Lurch was okay, but Maynard’s “You rang?” bits were classics. RIP Bob Denver. Like, I’m getting all misty.

maven said...

Some of these so-called "catchphrases" really seem strange on this list. I agree with most of the posters today that political phrases shouldn't be on this list...but should have it's own separate one.

I'm surprised that nothing from "The Steve Allen Show" made the list...remember Louis Nye's Gordon Hathaway (Man on the Street): "Hi Ho, Steverino! Or Bill Dana's: "My name Jose Jimenez."

Anonymous said...

Did anyone mention "To the moon, Alice"

My Fave Ralph Malph Line was "You're such a Potsy"

And personally, I'll always love Joe Flaherty's obscure line from SCTV's Count Floyd..."Ooooooh, scary, kids" and Bob and Doug's "Take off, eh!"

Anonymous said...

Exactly how does the "spunk" exchange qualify as a catch phrase? It was used once. Lou Grant didn't go around telling people over and over again they had spunk and he hated spunk. It was one line from the pilot episode. That a catch phrase does not make.

Mike Barer said...

I had to look twice but I can't believe they ignored Jack Webb's "just the facts, maam".

Mike Barer said...

Another ommitted one--"Live From New York, It's Saturday Night!"
Of course, there was this rather obscure show host named Ed Sullivan and his phrase was "a Really Big Shew"!
Radar O'Reilly could always change the subject on Mash with a simple "choppers!"
Now that's hot!

Anonymous said...

"benson said...
Exactly how does the "spunk" exchange qualify as a catch phrase? It was used once. Lou Grant didn't go around telling people over and over again they had spunk and he hated spunk. It was one line from the pilot episode. That a catch phrase does not make."

- **Tasks to perform**
**A.** Rewrite the paragraph of the TV catchphrase comments that begins "Exactly how does the "spunk" exchange" in two or three shorter sentences, keeping its main points.
**B.** Resume the comment thread about TV catchphrases from its last comment.
The lines after this text come from a separate source.

- **Dataset extract**
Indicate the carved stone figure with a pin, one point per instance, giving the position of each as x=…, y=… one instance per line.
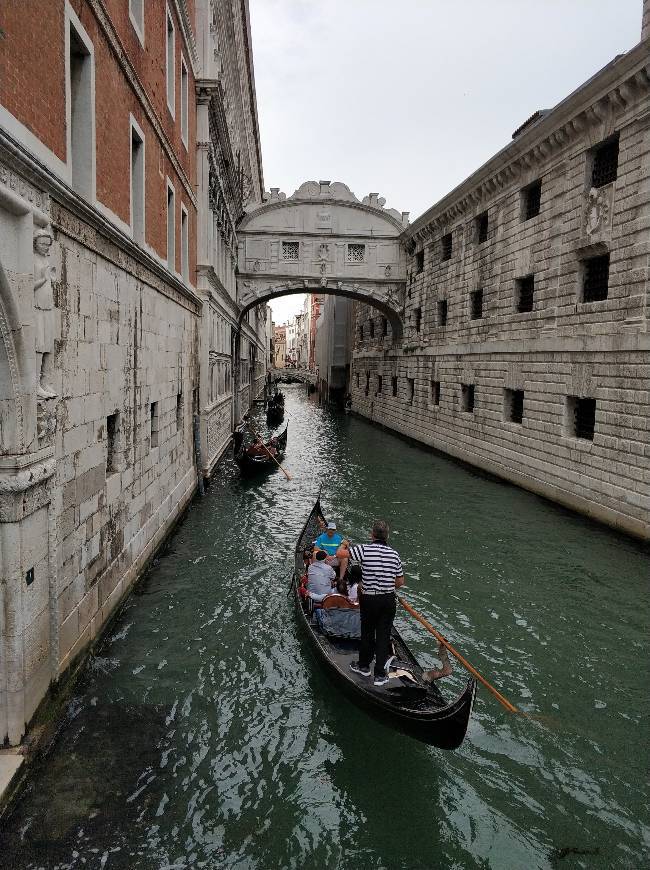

- **Results for each task**
**A.** The "spunk" exchange shouldn't count as a catchphrase, because it was used only once. Lou Grant never kept telling people they had spunk and that he hated spunk. It was a single line from the pilot episode.

**B.**
The list was titled "100 Most Memorable Catchphrases and Quotes." Obviously the Spunk exchange comes under the heading of "And Quotes". And who doesn't enjoy a good spunk exchange?

"Here Comes Da Judge" came from Pigmeat Markham's Burlesque act, resurrected by Laugh-In.

Mike Barer said...

Ed Sullivan introducing a rock band..."and now for you youngsters"

Anonymous said...

If were are talking TV-themed quotes, I would like to add...

"That's Rhythm Heritage, with the theme from S.W.A.T, which of course spells M*A*S*H"--10Q's Beaver Cleaver

Anonymous said...

From SCTV:

"Blowed up good. Blowed up REAL good!"


Anonymous said...

I'm just trying to figure out why "I'm Rick James, b****!" had to be censored and "Welcome to the O.C., bitch" didn't. Other than that I don't care enough to really go through the list closely. I don't think the political stuff belongs on this list, and am glad South Park got at least one mention.

Anonymous said...

one of them they missed was from full house: You got it dude, and how rude. and from futurama bite my shiny metal ***.

Anonymous said...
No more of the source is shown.